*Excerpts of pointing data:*

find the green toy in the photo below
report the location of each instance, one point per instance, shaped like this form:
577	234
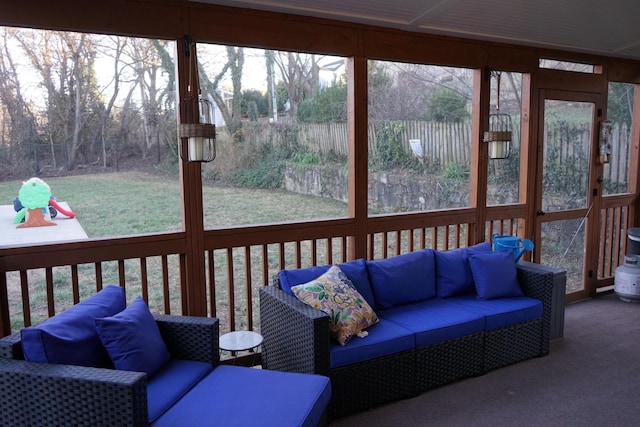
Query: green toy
34	195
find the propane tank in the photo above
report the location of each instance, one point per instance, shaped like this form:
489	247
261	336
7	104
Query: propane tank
627	279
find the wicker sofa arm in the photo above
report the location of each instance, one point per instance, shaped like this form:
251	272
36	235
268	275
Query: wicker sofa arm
190	337
296	336
538	281
42	394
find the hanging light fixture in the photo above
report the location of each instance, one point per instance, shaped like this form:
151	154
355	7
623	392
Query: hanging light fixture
498	137
196	131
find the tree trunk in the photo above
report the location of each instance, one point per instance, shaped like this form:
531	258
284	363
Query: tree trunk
35	218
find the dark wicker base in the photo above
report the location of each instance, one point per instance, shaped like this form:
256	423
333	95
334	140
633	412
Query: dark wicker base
450	361
364	385
512	344
44	394
296	339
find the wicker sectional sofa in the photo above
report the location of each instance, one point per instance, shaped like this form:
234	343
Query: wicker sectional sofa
191	388
424	338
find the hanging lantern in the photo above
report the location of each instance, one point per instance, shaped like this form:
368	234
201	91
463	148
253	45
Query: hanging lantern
498	136
196	131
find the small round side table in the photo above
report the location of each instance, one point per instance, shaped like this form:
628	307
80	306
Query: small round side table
240	341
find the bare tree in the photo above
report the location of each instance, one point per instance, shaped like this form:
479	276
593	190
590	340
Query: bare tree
21	126
301	76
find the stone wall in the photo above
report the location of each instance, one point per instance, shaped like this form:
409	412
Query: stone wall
388	192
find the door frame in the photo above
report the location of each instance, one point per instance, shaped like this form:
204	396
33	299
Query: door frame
594	192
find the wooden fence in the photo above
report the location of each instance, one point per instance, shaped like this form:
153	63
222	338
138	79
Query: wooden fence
444	143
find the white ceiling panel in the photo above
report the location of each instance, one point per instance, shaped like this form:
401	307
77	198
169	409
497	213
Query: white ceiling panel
592	26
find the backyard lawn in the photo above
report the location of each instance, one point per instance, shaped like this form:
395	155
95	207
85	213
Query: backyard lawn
127	203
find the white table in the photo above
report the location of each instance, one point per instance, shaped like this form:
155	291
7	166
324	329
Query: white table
66	229
241	341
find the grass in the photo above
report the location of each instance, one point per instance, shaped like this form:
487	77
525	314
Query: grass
129	203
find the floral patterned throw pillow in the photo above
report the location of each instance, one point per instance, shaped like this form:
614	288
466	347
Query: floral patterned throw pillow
334	294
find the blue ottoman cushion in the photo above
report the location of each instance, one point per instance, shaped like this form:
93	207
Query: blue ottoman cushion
240	396
172	382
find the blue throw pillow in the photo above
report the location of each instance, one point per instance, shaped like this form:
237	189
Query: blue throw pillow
403	279
70	337
133	340
453	273
495	274
355	270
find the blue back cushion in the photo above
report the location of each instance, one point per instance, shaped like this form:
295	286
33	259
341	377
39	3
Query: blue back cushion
70	337
495	274
355	270
133	340
403	279
453	273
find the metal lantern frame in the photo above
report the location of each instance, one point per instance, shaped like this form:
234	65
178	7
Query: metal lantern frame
500	129
196	131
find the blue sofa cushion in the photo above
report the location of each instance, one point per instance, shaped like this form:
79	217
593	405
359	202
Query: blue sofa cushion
403	279
240	396
133	340
70	337
435	321
495	274
453	273
355	270
172	382
383	339
501	312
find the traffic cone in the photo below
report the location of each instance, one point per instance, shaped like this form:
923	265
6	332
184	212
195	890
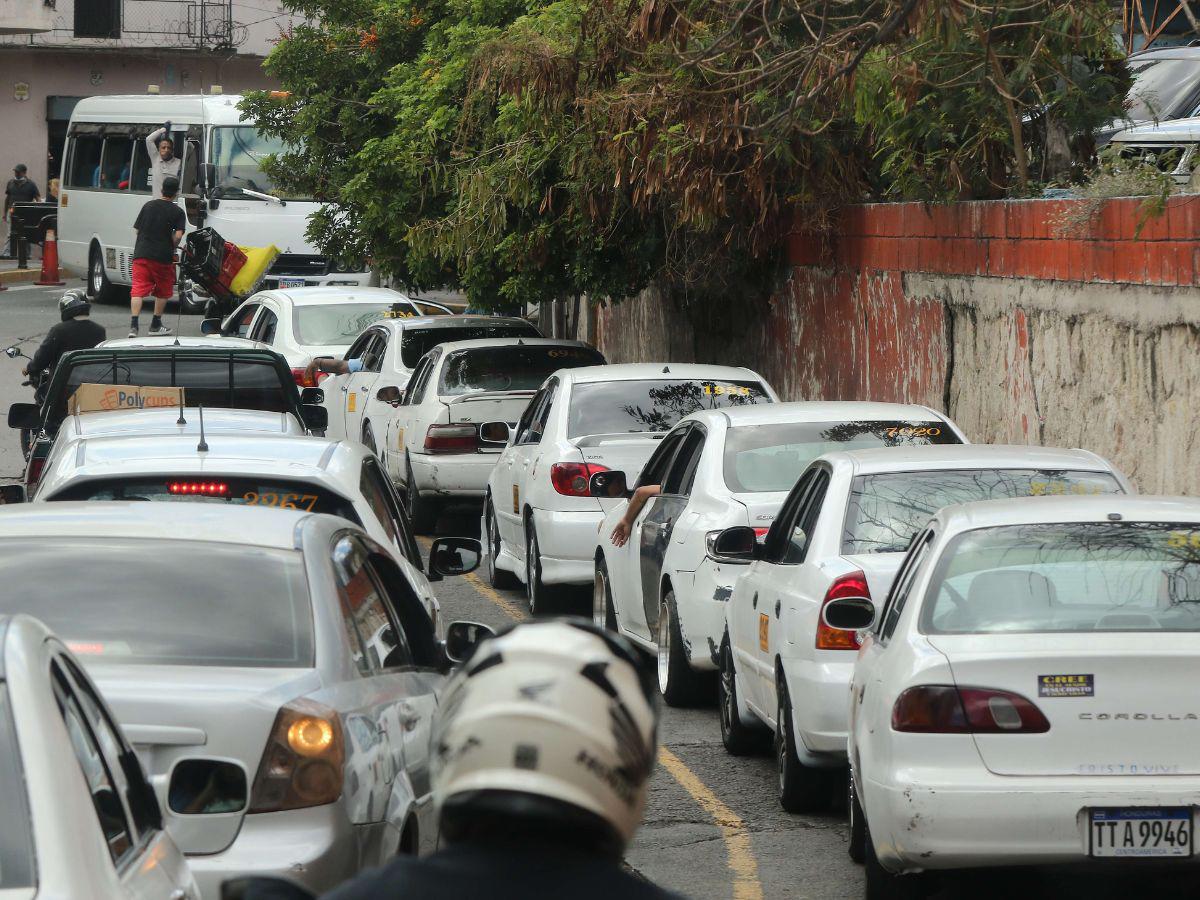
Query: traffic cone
51	261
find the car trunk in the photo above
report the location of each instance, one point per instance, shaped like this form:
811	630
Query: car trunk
1119	702
173	713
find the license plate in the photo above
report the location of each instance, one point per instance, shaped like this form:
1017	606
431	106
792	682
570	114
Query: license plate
1140	832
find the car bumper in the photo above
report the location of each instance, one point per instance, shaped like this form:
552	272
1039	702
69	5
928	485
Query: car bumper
453	474
934	822
316	847
567	541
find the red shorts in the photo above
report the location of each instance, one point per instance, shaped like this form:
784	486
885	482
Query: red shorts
153	279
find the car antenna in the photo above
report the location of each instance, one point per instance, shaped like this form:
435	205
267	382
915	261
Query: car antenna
203	447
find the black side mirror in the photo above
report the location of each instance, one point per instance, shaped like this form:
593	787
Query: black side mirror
736	546
454	556
612	485
462	639
24	415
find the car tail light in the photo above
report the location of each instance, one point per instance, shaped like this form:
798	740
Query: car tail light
304	760
574	479
451	439
202	489
946	709
831	639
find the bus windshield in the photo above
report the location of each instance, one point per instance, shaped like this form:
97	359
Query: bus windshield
237	155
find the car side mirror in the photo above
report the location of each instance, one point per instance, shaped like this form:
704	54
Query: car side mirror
462	639
612	485
736	546
24	415
849	613
454	556
495	432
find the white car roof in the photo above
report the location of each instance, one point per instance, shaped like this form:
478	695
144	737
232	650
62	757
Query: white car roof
1036	510
255	526
648	371
966	456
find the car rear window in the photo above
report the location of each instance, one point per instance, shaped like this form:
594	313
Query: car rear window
163	601
771	457
16	840
415	342
234	490
887	509
652	405
1063	577
509	369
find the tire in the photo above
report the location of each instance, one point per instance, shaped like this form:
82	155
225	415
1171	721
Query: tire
801	789
603	613
423	513
497	577
678	683
739	739
857	846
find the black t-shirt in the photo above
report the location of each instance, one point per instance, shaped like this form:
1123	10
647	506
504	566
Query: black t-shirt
156	225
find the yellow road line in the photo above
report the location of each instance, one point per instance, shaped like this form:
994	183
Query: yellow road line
741	861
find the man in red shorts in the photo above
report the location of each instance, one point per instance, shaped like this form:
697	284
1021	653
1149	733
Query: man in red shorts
160	227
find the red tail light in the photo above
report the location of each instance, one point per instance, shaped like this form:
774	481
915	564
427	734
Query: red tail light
451	439
946	709
574	478
831	639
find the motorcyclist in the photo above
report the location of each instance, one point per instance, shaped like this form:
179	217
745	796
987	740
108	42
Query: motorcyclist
77	331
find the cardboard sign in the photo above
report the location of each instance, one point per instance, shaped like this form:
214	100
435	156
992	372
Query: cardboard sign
107	397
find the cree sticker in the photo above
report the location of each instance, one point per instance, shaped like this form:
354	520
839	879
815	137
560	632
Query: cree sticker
1078	685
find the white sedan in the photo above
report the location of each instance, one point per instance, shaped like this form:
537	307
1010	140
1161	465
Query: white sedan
540	516
714	471
81	820
843	532
436	441
1026	694
269	666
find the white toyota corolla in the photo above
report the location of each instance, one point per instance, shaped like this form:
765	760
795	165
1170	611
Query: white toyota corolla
1026	694
843	532
717	469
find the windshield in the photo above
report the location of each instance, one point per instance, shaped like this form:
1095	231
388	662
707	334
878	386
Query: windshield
165	601
336	323
510	369
1163	89
417	342
1090	576
237	153
16	841
652	406
771	457
887	509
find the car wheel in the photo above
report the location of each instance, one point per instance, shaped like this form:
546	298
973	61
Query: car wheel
603	612
739	739
678	683
423	513
802	789
496	576
857	846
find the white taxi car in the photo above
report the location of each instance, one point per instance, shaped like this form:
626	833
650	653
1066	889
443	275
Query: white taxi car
436	445
301	323
843	532
540	516
1027	691
361	403
718	469
233	648
79	816
313	474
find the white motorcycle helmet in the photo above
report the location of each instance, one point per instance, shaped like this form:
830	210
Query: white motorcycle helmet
549	724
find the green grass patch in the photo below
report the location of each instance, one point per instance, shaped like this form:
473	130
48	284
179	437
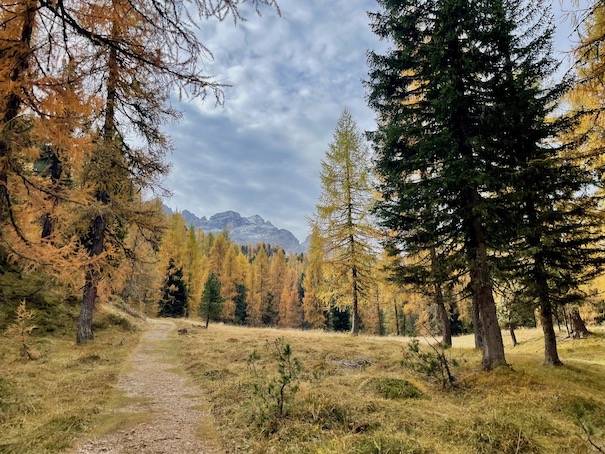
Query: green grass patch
381	407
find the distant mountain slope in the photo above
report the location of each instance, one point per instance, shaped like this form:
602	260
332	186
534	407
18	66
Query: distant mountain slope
242	230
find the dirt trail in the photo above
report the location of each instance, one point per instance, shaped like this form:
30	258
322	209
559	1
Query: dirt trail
175	423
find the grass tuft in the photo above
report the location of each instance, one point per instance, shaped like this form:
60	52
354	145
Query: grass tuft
381	407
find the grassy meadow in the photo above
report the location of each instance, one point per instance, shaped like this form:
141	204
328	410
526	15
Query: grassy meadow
353	395
49	401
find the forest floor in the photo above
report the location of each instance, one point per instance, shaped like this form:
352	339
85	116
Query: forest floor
163	412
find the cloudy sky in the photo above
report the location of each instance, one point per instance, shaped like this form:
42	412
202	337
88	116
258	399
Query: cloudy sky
290	77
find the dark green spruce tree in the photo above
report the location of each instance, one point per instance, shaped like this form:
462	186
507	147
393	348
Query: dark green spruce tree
434	142
555	244
175	300
463	129
212	301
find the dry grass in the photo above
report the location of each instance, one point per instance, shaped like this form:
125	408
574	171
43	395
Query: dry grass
45	404
355	397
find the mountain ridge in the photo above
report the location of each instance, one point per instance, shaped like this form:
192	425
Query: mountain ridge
244	231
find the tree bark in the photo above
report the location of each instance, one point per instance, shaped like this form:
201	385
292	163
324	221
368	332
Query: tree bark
551	356
92	277
481	285
355	321
477	330
578	325
18	56
442	313
99	224
513	336
444	318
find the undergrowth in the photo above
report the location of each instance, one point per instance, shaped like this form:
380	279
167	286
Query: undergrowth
345	405
47	403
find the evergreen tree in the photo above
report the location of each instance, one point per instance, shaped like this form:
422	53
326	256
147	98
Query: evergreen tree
314	308
240	304
174	302
343	220
464	130
434	140
212	301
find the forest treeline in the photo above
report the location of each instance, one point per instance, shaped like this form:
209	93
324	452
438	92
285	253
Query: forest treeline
476	203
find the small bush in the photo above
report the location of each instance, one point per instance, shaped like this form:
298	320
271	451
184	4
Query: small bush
434	365
276	391
490	436
395	388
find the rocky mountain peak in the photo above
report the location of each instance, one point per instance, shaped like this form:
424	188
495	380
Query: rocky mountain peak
251	230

*Challenge:* Copy exactly the lines from the one containing "find the undergrowth in the photo above" through the last line of the records, both included, and nothing else.

*Solution for this problem:*
find the undergrowth in the photo above
report the location of each instance, one point per instance, shaped like this form:
380	279
167	286
Query: undergrowth
345	405
47	403
find the evergreen tree in the photo above
report the location of each instance, one point per instance, shaped like this form:
422	53
326	256
147	98
Query: evergreen tree
314	308
240	304
174	302
343	220
464	130
434	140
212	301
find the forest treeline in the photo above
report the location of each instance, one point per instance, shaped like this form:
209	93
324	452
438	92
285	253
Query: forest treeline
476	203
find the small bush in the photo above
report the location of each instance, one point per instance, shaped like this form:
298	320
271	451
184	4
Query: small bush
434	365
276	391
490	436
395	388
find the rocky mountain peak in the photo above
report the location of each instance, one point per instance, shaped like this form:
424	188
495	380
Query: rocky mountain peak
251	230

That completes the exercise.